▶ Set problem
Render the listing below as a Markdown table with two columns, Row and Line, giving each nonblank line its own row number.

^^^^

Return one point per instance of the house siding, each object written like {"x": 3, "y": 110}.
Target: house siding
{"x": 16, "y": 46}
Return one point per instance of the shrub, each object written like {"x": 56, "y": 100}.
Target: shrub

^^^^

▶ Solved exercise
| Row | Line |
|---|---|
| 1 | Return one point per instance of the house siding, each object written like {"x": 3, "y": 110}. |
| 2 | Target: house siding |
| 3 | {"x": 16, "y": 46} |
| 4 | Return one point per instance of the shrub, each object written like {"x": 56, "y": 100}. |
| 5 | Target: shrub |